---------- SOURCE RECORDS
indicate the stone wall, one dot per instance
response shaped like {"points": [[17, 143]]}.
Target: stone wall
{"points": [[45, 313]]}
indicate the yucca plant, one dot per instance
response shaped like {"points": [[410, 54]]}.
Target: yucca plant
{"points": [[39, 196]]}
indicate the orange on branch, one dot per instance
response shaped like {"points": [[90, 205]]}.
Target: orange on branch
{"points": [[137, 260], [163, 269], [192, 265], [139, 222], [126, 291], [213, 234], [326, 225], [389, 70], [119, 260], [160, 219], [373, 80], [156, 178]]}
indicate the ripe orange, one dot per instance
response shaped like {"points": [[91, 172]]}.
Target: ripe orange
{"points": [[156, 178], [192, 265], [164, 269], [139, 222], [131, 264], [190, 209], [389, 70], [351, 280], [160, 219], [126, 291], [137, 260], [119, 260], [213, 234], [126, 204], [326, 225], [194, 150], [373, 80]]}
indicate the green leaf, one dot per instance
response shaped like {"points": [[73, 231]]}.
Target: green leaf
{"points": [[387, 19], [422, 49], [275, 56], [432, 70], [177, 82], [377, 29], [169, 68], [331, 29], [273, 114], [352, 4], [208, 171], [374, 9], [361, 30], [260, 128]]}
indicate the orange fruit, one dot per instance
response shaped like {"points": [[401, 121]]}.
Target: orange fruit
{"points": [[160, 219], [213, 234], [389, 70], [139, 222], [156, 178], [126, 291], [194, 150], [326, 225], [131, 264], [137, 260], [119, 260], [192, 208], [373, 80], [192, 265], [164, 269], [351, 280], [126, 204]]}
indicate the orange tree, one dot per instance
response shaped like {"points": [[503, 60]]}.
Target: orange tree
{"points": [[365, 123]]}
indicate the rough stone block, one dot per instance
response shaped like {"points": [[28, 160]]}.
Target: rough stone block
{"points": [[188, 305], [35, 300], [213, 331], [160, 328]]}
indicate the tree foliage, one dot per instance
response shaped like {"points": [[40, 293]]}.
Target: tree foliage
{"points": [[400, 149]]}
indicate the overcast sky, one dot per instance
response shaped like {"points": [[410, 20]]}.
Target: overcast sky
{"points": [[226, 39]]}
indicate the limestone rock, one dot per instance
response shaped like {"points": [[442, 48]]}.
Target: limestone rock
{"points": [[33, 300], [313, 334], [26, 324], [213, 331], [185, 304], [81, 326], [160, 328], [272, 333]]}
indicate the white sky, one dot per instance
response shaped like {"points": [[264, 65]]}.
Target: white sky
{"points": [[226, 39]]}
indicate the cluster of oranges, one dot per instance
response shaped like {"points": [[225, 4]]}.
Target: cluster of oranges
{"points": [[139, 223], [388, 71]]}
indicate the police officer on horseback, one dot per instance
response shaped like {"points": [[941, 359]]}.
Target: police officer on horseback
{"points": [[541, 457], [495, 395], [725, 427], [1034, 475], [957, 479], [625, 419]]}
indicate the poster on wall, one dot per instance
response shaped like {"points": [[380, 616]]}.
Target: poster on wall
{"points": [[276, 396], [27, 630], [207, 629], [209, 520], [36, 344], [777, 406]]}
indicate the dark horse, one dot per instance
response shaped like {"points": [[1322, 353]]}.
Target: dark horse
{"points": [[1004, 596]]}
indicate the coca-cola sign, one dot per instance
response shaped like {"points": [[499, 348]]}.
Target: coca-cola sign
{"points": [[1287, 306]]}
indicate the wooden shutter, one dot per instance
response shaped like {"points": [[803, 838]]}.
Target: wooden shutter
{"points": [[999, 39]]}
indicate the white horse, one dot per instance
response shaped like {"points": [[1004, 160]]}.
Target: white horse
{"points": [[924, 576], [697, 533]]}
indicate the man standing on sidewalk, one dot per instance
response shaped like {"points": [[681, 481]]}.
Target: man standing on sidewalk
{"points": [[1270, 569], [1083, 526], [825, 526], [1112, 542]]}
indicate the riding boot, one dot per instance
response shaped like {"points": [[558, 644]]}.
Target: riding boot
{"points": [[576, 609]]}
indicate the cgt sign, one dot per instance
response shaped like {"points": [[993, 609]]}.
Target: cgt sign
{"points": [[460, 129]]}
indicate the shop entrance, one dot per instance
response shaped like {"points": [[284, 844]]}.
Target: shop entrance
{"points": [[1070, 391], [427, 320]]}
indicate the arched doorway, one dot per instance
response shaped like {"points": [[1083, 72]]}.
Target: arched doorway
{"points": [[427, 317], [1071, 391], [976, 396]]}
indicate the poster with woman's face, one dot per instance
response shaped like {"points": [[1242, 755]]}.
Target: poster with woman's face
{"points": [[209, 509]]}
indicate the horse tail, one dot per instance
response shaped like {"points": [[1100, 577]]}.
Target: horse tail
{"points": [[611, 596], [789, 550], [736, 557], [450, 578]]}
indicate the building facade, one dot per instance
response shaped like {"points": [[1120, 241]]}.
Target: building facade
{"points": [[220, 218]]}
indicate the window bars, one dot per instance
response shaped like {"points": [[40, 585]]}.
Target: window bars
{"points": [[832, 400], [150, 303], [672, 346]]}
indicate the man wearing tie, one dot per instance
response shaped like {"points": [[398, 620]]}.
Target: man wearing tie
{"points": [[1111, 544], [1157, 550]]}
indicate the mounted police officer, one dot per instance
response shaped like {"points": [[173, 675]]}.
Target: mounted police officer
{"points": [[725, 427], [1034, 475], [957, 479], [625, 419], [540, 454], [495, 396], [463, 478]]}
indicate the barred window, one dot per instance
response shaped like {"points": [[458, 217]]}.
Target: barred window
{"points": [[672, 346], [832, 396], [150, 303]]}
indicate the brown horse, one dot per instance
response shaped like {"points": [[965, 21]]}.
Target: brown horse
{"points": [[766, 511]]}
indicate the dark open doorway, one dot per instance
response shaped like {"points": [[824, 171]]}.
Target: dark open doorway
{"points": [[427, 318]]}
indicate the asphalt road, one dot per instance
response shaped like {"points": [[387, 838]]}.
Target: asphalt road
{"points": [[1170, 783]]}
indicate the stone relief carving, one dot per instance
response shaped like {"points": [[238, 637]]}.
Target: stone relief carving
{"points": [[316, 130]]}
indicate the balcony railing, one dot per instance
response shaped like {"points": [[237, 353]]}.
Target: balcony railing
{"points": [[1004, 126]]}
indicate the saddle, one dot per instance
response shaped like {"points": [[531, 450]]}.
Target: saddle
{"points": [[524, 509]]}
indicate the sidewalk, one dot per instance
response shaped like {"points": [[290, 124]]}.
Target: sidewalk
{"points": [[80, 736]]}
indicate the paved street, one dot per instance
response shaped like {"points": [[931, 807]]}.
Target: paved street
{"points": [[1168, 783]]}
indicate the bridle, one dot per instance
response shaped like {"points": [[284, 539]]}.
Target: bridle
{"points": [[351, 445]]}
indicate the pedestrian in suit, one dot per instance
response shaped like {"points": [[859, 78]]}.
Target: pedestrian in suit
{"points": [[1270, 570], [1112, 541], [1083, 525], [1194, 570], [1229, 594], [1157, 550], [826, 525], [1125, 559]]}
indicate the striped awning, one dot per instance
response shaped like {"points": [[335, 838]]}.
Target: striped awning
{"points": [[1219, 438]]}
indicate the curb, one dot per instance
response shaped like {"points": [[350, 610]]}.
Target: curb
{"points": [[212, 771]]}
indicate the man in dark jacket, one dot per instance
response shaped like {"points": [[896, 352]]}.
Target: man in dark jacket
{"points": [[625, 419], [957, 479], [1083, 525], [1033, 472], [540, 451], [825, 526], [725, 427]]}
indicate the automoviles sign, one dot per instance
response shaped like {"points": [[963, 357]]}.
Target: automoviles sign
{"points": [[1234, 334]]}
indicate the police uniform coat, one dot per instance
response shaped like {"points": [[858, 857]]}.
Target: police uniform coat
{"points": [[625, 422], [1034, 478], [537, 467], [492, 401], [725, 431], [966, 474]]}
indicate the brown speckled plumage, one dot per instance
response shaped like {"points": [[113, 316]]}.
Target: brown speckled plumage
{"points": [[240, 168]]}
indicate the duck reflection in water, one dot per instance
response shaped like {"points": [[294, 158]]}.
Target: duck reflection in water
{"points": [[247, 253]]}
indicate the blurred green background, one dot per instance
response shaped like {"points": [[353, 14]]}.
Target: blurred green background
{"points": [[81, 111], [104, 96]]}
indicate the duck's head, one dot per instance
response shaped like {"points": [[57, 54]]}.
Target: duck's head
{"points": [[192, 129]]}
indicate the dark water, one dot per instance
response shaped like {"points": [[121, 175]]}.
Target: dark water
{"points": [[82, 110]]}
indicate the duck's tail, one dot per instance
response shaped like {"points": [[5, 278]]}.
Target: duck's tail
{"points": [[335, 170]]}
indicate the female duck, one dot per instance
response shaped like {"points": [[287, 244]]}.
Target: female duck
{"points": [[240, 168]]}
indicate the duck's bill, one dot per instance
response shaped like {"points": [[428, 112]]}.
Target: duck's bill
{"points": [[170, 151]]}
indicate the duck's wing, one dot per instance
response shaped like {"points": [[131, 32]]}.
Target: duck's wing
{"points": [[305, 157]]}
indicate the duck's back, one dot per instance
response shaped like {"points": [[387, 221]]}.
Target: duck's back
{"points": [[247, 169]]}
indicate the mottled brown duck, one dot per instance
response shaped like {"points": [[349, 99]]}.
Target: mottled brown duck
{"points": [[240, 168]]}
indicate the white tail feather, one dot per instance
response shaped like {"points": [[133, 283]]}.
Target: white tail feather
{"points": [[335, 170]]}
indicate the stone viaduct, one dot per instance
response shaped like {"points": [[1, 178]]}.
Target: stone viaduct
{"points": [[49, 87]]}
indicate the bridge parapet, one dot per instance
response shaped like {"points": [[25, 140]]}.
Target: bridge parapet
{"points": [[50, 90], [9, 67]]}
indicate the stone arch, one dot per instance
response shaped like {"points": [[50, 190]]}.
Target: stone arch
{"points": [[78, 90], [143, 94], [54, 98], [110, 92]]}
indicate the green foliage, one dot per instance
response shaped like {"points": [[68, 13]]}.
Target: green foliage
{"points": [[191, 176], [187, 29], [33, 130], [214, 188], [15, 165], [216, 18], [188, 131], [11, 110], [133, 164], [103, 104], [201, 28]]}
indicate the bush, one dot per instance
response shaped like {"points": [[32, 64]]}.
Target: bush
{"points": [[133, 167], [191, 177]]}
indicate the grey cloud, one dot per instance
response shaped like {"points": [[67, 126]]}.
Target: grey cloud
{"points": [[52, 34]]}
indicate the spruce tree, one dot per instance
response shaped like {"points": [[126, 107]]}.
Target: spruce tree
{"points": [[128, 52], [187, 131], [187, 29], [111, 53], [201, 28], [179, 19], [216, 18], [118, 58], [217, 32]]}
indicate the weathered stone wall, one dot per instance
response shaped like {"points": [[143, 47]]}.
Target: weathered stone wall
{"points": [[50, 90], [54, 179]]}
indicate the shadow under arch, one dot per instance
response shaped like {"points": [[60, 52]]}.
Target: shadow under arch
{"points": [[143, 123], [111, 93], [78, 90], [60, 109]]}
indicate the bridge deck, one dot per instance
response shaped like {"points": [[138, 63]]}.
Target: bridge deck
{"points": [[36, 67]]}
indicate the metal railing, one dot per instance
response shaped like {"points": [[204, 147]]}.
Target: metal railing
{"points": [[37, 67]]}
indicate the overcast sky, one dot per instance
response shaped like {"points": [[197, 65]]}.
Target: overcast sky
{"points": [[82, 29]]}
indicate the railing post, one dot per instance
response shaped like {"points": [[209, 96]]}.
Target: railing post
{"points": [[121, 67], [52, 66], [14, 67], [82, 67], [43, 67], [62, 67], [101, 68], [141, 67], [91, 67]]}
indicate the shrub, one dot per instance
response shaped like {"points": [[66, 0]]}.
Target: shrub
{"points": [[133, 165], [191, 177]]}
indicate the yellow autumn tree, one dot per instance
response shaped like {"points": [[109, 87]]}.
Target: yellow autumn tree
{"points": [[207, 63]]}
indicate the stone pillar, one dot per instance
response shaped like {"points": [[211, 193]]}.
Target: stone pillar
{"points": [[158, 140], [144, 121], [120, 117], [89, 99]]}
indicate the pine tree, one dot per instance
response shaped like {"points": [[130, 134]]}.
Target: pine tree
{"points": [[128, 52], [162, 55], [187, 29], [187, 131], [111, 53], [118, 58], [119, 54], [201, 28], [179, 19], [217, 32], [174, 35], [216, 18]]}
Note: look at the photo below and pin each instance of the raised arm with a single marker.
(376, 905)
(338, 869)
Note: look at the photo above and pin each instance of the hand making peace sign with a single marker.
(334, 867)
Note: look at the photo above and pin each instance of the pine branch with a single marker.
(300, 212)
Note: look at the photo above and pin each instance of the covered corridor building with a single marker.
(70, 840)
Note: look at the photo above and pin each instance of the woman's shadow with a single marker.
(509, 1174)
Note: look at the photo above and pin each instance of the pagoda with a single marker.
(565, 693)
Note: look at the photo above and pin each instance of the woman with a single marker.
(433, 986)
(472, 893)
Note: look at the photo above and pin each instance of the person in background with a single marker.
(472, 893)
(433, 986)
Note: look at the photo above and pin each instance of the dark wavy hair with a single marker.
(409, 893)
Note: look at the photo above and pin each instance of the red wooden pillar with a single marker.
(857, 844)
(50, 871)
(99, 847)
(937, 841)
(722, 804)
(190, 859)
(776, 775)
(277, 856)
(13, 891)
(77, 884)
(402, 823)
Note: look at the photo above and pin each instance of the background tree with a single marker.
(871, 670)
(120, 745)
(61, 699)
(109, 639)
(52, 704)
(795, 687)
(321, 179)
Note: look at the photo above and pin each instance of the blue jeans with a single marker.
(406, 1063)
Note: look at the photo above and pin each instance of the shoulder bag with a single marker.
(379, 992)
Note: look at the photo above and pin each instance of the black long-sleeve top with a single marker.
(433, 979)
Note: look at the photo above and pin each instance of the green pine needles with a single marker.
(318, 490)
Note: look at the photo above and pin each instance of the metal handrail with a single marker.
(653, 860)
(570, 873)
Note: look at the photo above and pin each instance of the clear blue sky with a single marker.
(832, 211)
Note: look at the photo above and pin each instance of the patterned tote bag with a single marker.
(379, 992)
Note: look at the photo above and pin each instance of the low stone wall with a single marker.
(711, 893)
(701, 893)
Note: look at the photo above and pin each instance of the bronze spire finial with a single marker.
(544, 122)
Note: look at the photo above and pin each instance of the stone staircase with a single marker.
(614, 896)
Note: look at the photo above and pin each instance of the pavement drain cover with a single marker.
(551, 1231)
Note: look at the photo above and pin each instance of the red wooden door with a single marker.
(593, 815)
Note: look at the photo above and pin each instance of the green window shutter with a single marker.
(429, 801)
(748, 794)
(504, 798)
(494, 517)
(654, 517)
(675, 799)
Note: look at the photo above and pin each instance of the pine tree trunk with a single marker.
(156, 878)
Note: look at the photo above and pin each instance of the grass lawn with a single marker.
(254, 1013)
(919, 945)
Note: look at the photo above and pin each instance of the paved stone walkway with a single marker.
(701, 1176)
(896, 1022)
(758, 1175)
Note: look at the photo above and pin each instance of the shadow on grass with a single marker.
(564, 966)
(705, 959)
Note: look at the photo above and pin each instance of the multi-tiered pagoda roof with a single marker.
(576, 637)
--------------------
Everything from the line that contains "jeans with a single marker." through the end of the records must be duplicated exactly, and nothing outside that range.

## ANSWER TO THIS EXERCISE
Note: look at the photo above and pin each instance of the blue jeans with a single marker.
(406, 1063)
Note: look at the photo above and pin each instance of the shoulder bag with a single marker.
(379, 992)
Note: look at the photo above and pin each instance of the black long-sleeve top with a single marker.
(433, 979)
Note: look at the photo above and pin each instance of the green pine needles with a single marker.
(318, 490)
Note: look at the photo above and pin each instance of the metal handrail with a single marker.
(653, 860)
(570, 873)
Note: look at the photo above and pin each instance of the clear blue sky with a single marker.
(832, 211)
Note: look at the photo above and pin each instance of the patterned tote bag with a single marker.
(379, 992)
Note: look at the photo above and pin each instance of the low stone wall with a single marker.
(711, 893)
(701, 893)
Note: look at the photo above and pin each instance of the bronze spire finial with a single marker.
(544, 122)
Note: look at the photo above and pin each instance of the stone staircase with a single marker.
(614, 896)
Note: look at the photo above and pin each instance of the pavement drain cover with a single marker.
(551, 1231)
Note: look at the photo above and pin each instance of the red wooden door with a single marker.
(593, 815)
Note: look at the photo above and pin each instance of the green window shutter with a single marker.
(429, 801)
(748, 794)
(504, 798)
(494, 517)
(654, 517)
(675, 799)
Note: look at the photo above and pin each instance of the pine tree trunk with a single marker.
(156, 878)
Note: look at the photo above and pin each instance of the grass lawn with a single marker.
(254, 1013)
(919, 945)
Note: look at the photo above and pin each instance of the paved stone walkway with a single marker.
(701, 1176)
(896, 1022)
(758, 1175)
Note: look at the photo above and pin each instance of the shadow on grass with a single marker.
(564, 966)
(705, 959)
Note: look at the photo above and pin each instance of the multi-tiered pagoda roof with a single marker.
(576, 637)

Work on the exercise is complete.